◆ **Saved data entries**:
>> START
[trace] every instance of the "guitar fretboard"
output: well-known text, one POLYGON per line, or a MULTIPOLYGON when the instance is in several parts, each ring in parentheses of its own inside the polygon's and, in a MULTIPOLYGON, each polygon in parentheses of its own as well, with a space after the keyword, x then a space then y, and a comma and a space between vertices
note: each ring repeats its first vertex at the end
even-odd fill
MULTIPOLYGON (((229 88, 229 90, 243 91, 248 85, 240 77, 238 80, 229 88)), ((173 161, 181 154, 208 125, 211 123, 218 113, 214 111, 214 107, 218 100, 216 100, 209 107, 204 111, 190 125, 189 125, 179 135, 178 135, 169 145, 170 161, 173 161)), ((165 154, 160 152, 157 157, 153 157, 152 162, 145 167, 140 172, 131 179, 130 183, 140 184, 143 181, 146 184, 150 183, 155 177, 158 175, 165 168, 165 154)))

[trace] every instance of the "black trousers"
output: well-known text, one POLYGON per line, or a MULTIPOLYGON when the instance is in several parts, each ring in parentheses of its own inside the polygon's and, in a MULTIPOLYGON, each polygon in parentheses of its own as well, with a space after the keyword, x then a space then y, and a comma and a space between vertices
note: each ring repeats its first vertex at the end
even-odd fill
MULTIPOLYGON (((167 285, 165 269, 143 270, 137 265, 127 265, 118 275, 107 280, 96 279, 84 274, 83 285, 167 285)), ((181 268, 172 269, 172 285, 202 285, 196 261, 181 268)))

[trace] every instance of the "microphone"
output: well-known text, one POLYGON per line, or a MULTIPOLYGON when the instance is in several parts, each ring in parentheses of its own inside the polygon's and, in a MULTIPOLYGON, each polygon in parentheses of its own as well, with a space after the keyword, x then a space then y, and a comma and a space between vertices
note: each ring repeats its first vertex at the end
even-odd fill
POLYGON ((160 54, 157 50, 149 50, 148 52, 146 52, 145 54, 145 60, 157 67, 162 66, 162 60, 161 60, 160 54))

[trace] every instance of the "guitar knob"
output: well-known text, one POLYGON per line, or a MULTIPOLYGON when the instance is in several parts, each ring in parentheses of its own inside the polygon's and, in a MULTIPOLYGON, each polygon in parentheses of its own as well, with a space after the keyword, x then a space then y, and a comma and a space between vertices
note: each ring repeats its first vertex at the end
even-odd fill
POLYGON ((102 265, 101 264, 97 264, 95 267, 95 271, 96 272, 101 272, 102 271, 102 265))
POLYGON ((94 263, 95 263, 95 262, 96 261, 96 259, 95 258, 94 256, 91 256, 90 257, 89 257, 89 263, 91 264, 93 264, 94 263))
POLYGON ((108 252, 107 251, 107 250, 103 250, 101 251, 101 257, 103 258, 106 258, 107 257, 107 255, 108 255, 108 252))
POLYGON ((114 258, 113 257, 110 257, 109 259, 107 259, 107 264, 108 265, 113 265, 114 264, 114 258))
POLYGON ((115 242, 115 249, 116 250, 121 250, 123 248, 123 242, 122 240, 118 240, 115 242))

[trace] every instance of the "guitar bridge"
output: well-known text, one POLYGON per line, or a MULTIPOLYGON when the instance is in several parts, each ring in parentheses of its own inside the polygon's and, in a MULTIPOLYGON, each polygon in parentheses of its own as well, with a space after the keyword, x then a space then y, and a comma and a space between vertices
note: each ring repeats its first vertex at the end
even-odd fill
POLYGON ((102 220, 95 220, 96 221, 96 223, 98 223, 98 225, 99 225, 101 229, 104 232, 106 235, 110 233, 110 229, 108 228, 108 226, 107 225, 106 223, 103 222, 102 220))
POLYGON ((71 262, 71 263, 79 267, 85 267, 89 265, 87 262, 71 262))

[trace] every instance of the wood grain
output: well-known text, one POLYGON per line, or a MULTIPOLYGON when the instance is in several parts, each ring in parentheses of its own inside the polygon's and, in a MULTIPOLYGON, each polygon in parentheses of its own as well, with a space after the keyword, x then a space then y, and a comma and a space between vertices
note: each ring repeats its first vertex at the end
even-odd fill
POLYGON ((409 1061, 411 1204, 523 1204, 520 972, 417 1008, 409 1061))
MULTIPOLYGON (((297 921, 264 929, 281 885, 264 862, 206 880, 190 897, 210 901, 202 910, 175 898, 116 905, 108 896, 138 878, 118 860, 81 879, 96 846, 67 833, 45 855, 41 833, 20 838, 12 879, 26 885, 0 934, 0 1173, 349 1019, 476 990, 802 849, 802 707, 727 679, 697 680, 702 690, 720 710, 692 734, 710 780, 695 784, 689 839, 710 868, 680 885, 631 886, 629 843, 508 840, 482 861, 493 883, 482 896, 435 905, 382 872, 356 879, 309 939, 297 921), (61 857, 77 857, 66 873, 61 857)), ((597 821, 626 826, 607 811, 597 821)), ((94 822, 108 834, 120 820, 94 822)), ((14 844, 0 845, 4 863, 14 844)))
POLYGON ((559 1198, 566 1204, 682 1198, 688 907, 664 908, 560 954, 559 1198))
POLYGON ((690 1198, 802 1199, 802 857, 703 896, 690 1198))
>> END
◆ **Written task**:
All of the entries must be quoted exactly; please include each one.

◆ **Worked solution**:
[trace] every instance of the "guitar fretboard"
output: well-known text, one POLYGON per line, or a MULTIPOLYGON when the instance is in several parts, each ring in parentheses of its own inside the polygon's and, in a MULTIPOLYGON, each polygon in parentheses of its own as well, with a space after the keyword, x then a space then y, and a comma and a space between vertices
note: each ring repeats its first vertex at the end
even-odd fill
MULTIPOLYGON (((229 88, 229 90, 243 91, 248 85, 240 77, 238 80, 229 88)), ((173 161, 181 154, 208 125, 211 123, 218 113, 214 111, 214 107, 218 100, 216 100, 209 107, 204 111, 190 125, 189 125, 179 135, 178 135, 169 145, 170 161, 173 161)), ((165 154, 160 152, 157 157, 153 157, 152 162, 145 167, 140 172, 131 179, 130 183, 140 184, 143 181, 146 184, 150 183, 155 177, 158 175, 165 168, 165 154)))

[trace] every instance of the "black trousers"
output: well-known text, one POLYGON per line, or a MULTIPOLYGON when the instance is in several parts, each ring in parentheses of its own inside the polygon's and, in a MULTIPOLYGON, each polygon in parentheses of its own as well, with a space after the keyword, x then a space then y, and a comma and a space between vertices
note: each ring repeats its first vertex at the end
even-odd fill
MULTIPOLYGON (((167 285, 165 269, 143 270, 137 265, 127 265, 118 275, 107 280, 96 279, 84 274, 83 285, 167 285)), ((181 268, 172 269, 172 285, 202 285, 196 261, 181 268)))

[trace] every instance of the "microphone"
output: well-known text, one POLYGON per line, or a MULTIPOLYGON when the instance is in several parts, each ring in parentheses of its own inside the polygon's and, in a MULTIPOLYGON, each polygon in parentheses of its own as well, with a space after the keyword, x then a space then y, and a comma and a space between vertices
note: each ring repeats its first vertex at the end
even-odd fill
POLYGON ((160 54, 157 50, 149 50, 148 52, 146 52, 145 54, 145 60, 157 67, 162 66, 162 60, 161 60, 160 54))

[trace] every instance of the "guitar knob"
output: well-known text, one POLYGON per line, or a MULTIPOLYGON when the instance is in several parts, each ring in parentheses of its own inside the polygon's and, in a MULTIPOLYGON, each polygon in parentheses of its own as well, with a space after the keyword, x then a space then y, and a comma and a space between vertices
note: each ring repeats its first vertex at the end
even-odd fill
POLYGON ((102 265, 101 264, 97 264, 95 267, 95 271, 96 272, 101 272, 102 271, 102 265))
POLYGON ((94 263, 95 263, 95 262, 96 261, 96 259, 95 258, 94 256, 91 256, 90 257, 89 257, 89 263, 91 264, 93 264, 94 263))
POLYGON ((108 252, 107 251, 107 250, 103 250, 101 251, 101 257, 103 258, 106 258, 107 257, 107 255, 108 255, 108 252))
POLYGON ((114 258, 113 257, 110 257, 109 259, 107 259, 107 264, 108 265, 113 265, 114 264, 114 258))
POLYGON ((115 242, 115 249, 116 250, 121 250, 123 248, 123 242, 122 240, 118 240, 115 242))

[trace] every instance of the "guitar bridge"
output: well-known text, one POLYGON per line, or a MULTIPOLYGON when the instance is in several parts, each ring in parentheses of its own inside the polygon's and, in a MULTIPOLYGON, each polygon in parentheses of its own as well, with a space after the keyword, x then a space then y, and a comma and a space between vertices
note: each ring repeats its first vertex at the end
even-odd fill
POLYGON ((102 220, 95 220, 96 221, 96 223, 98 223, 98 225, 99 225, 101 229, 104 232, 106 235, 110 233, 110 229, 108 228, 108 226, 107 225, 106 223, 103 222, 102 220))
POLYGON ((71 262, 71 263, 79 267, 85 267, 89 265, 87 262, 71 262))

[trace] every instance of the wood grain
output: well-known text, one POLYGON per line, or a MULTIPOLYGON when the instance is in several parts, each ring in parentheses of its own inside the polygon's and, in a MULTIPOLYGON, each polygon in parentheses of its own as well, with a space after the keyword, x then a space then y, and a comma and a space between vertices
note: each ring repeats its first vertex at the end
even-odd fill
POLYGON ((409 1061, 411 1204, 523 1204, 520 972, 417 1008, 409 1061))
MULTIPOLYGON (((297 921, 264 929, 281 885, 264 862, 206 880, 190 897, 210 901, 202 910, 175 898, 116 905, 108 896, 138 878, 118 860, 81 879, 96 846, 67 833, 45 855, 41 833, 20 838, 12 879, 26 885, 0 934, 0 1173, 349 1019, 476 990, 802 849, 802 707, 727 679, 697 680, 702 690, 720 710, 692 734, 710 780, 695 784, 689 839, 710 868, 680 885, 631 886, 629 843, 508 840, 482 861, 493 883, 482 896, 435 905, 382 872, 356 879, 309 939, 297 921), (61 857, 77 857, 66 873, 61 857)), ((597 821, 626 826, 607 811, 597 821)), ((94 822, 108 834, 120 820, 94 822)), ((14 844, 0 845, 4 863, 14 844)))
POLYGON ((559 1198, 566 1204, 682 1198, 688 907, 664 908, 560 954, 559 1198))
POLYGON ((690 1198, 802 1199, 802 857, 703 896, 690 1198))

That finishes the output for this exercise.